*** SELECTED EXTRACT ***
Ongoing investments in fossil fuel infrastructure and clearing large swaths of forest for agriculture undermine the massive curbs in emissions needed to meet the Paris goal, the report found.
Emissions in 2019 were about 12% higher than they were in 2010 and 54% higher than in 1990, said Skea.
The rate of growth has slowed from 2.1% per year in the early part of this century to 1.3% per year between 2010 and 2019, the report’s authors said. But they voiced “high confidence” that unless countries step up their efforts to cut greenhouse gas emissions, the planet will on average be 2.4C to 3.5C (4.3 to 6.3F) warmer by the end of the century — a level experts say is sure to cause severe impacts for much of the world’s population.
“Limiting warming to 1.5C requires global greenhouse gas emissions to peak before 2025 at the latest and be reduced by 43% by 2030,” he said.
Such cuts would be hard to achieve without without drastic, economy-wide measures, the panel acknowledged. It's more likely that the world will pass 1.5C and efforts will then need to be made to bring temperatures back down again, including by removing vast amounts of carbon dioxide — the main greenhouse gas — from the atmosphere.
*** DATASET CONTENT ***
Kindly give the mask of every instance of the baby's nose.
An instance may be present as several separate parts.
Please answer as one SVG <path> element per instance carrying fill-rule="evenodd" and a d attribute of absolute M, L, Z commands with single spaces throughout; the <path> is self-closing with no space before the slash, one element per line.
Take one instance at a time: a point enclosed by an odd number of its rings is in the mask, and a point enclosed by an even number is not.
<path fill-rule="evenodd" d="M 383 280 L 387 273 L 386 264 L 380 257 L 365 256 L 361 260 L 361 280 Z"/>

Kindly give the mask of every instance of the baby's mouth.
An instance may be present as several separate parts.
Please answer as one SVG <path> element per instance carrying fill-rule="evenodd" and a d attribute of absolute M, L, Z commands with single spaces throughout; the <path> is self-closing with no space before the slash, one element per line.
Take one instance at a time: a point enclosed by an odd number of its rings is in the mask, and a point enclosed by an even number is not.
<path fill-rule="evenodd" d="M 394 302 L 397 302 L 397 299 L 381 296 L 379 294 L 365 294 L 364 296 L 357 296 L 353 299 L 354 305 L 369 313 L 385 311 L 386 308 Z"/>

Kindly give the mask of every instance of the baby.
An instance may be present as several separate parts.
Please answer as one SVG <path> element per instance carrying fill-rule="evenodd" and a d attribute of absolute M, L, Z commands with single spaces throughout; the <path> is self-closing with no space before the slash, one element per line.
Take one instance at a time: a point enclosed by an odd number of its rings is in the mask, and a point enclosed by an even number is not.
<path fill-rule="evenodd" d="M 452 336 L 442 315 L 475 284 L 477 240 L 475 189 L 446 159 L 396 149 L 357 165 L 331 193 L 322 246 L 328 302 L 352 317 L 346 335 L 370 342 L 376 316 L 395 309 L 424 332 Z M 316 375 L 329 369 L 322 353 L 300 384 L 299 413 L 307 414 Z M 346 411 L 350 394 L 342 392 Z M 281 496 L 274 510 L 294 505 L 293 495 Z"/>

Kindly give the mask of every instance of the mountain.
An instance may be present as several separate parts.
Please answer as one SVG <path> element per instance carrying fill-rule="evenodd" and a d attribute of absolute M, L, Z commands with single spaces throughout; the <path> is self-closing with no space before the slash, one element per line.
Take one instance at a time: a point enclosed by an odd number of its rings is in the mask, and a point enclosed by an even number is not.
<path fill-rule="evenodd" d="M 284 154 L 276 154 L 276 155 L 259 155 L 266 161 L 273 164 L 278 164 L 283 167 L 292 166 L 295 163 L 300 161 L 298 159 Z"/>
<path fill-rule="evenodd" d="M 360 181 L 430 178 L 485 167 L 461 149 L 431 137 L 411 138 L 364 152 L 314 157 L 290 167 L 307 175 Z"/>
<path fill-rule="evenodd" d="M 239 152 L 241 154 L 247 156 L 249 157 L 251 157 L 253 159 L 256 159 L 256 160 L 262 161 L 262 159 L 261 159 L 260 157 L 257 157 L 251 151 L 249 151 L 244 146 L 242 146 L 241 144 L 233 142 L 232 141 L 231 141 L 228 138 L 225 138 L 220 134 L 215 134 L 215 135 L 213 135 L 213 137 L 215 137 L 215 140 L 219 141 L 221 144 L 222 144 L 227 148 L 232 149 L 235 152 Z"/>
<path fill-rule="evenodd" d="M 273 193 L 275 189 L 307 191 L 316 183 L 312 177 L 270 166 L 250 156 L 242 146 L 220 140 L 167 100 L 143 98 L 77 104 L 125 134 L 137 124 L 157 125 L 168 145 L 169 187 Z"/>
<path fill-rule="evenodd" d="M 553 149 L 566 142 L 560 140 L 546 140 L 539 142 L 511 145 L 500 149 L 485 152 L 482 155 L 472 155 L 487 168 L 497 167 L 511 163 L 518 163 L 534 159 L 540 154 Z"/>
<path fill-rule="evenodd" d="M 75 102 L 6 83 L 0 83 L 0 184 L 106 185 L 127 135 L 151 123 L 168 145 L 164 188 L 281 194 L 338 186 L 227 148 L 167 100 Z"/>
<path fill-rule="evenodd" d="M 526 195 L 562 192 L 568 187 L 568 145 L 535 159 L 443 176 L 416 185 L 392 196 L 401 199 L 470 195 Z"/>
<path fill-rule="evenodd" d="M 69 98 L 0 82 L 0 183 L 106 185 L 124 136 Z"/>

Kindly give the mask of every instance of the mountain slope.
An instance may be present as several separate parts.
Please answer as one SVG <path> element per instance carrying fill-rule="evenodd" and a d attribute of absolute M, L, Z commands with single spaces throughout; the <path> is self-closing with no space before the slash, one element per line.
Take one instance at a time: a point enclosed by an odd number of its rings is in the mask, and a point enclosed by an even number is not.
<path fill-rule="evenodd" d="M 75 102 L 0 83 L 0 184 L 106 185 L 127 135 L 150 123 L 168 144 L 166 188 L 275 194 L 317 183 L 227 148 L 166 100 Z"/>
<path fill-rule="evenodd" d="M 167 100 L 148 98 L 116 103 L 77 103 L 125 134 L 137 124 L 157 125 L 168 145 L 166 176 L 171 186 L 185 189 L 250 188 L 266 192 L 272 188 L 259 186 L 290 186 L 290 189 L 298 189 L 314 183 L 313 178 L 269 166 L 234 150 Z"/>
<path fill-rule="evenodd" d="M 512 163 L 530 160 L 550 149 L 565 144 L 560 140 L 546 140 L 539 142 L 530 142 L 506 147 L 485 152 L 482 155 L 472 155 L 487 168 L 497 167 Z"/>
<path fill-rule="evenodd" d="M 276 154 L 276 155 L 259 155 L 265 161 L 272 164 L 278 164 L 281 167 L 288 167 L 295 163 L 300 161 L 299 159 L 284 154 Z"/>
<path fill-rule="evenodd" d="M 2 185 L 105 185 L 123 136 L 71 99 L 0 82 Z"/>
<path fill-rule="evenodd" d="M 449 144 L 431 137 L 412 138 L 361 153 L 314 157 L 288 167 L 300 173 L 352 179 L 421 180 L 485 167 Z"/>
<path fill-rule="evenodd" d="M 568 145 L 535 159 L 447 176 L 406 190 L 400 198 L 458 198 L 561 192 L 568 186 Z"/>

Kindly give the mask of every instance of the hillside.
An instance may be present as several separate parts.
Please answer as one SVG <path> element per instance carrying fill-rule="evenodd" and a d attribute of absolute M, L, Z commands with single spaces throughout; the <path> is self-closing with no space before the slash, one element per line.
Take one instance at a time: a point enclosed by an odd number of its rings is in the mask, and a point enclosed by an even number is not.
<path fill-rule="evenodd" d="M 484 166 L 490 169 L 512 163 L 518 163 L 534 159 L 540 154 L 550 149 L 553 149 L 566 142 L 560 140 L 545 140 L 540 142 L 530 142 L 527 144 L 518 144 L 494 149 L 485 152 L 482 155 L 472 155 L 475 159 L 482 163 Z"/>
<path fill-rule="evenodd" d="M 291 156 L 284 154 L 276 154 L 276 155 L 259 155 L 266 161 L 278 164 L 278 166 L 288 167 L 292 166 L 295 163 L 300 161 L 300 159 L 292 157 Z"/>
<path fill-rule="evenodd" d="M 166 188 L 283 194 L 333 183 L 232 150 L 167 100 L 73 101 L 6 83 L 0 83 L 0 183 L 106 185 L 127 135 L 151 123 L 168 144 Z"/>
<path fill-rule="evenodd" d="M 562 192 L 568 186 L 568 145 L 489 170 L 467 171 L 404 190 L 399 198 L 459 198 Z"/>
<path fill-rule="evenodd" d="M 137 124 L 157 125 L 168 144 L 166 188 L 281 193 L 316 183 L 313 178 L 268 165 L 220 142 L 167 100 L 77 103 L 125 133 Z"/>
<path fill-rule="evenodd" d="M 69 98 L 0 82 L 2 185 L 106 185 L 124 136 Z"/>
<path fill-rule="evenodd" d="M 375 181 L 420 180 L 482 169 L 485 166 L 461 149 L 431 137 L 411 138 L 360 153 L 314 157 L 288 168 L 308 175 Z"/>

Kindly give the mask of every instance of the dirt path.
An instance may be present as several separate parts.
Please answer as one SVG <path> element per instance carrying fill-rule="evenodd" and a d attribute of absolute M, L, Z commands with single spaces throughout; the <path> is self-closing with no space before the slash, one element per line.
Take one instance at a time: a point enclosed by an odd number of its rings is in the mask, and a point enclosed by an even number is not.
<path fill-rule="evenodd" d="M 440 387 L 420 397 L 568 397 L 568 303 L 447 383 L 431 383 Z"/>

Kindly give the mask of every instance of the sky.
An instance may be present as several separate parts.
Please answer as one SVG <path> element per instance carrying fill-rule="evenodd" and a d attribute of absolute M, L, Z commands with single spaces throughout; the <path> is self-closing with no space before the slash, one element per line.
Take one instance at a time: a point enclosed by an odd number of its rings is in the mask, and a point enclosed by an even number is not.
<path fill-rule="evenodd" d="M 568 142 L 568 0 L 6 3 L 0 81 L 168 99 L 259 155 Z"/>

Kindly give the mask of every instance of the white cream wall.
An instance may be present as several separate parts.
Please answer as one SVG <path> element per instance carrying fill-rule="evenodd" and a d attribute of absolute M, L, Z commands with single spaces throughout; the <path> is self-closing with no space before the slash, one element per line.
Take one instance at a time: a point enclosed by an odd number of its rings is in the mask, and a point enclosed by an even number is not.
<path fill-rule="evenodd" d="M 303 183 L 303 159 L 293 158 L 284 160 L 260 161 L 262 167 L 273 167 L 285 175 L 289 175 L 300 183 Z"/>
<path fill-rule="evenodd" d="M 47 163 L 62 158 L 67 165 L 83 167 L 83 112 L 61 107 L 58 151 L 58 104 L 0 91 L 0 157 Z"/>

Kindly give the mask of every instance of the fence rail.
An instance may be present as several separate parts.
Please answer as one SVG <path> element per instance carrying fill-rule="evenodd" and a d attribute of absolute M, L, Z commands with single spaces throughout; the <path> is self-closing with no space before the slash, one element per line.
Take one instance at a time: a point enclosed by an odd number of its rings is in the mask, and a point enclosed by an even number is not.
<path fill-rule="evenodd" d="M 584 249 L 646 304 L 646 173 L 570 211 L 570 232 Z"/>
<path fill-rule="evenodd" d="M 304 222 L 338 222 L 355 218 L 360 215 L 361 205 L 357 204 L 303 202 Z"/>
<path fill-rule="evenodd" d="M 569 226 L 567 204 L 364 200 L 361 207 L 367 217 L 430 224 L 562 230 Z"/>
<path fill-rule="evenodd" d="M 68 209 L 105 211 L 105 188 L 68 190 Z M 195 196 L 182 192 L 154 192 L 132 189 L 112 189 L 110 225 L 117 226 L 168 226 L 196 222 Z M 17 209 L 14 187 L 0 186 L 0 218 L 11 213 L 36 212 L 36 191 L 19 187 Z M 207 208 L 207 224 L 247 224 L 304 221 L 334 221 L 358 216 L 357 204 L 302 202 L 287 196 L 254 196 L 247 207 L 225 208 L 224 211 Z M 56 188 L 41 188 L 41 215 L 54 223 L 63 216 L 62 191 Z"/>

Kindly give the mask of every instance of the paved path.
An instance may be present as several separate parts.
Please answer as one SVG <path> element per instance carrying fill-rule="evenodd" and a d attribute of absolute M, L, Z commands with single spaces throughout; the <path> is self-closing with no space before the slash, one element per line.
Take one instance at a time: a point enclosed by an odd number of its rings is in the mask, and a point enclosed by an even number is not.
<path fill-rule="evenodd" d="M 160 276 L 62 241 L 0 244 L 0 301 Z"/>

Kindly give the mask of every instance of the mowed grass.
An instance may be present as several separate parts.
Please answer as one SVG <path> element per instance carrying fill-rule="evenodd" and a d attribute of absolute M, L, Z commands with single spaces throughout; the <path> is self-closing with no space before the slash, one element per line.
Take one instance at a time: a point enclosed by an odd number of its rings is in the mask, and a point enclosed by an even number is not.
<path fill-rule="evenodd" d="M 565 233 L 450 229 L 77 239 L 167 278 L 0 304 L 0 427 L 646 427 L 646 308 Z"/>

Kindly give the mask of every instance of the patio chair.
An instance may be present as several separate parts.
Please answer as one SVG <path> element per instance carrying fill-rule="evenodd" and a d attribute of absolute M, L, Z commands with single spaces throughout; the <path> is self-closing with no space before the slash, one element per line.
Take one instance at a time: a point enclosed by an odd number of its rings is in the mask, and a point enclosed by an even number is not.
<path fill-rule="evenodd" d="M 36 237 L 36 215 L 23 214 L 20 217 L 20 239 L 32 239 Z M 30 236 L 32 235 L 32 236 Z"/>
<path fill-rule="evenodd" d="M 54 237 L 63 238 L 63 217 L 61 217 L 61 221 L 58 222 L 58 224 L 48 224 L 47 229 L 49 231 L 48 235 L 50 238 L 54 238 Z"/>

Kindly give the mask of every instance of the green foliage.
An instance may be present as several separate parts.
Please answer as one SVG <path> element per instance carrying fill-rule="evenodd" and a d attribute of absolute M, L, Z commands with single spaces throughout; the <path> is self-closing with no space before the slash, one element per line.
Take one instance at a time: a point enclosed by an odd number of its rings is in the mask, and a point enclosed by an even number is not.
***
__EXERCISE TASKS__.
a – Output the part of the passage on emissions starting at "Ongoing investments in" and ending at "the world’s population.", word for word.
b – For each statement, answer yes or no depending on whether it agrees with the passage on emissions, and quote the words from the passage that settle it: (i) Emissions in 2019 were about 12% higher than in 2010. (ii) The yearly growth rate of emissions was faster between 2010 and 2019 than in the early part of this century. (iii) Limiting warming to 1.5C requires greenhouse gas emissions to be reduced by 43% by 2030.
This material was drawn from a separate source.

__PER-TASK ANSWERS__.
a –
Ongoing investments in fossil fuel infrastructure and clearing large swaths of forest for agriculture undermine the massive curbs in emissions needed to meet the Paris goal, the report found.
Emissions in 2019 were about 12% higher than they were in 2010 and 54% higher than in 1990, said Skea.
The rate of growth has slowed from 2.1% per year in the early part of this century to 1.3% per year between 2010 and 2019, the report’s authors said. But they voiced “high confidence” that unless countries step up their efforts to cut greenhouse gas emissions, the planet will on average be 2.4C to 3.5C (4.3 to 6.3F) warmer by the end of the century — a level experts say is sure to cause severe impacts for much of the world’s population.

b –
(i) Yes: "Emissions in 2019 were about 12% higher than they were in 2010"
(ii) No: "The rate of growth has slowed from 2.1% per year in the early part of this century to 1.3% per year between 2010 and 2019"
(iii) Yes: "Limiting warming to 1.5C requires global greenhouse gas emissions to peak before 2025 at the latest and be reduced by 43% by 2030"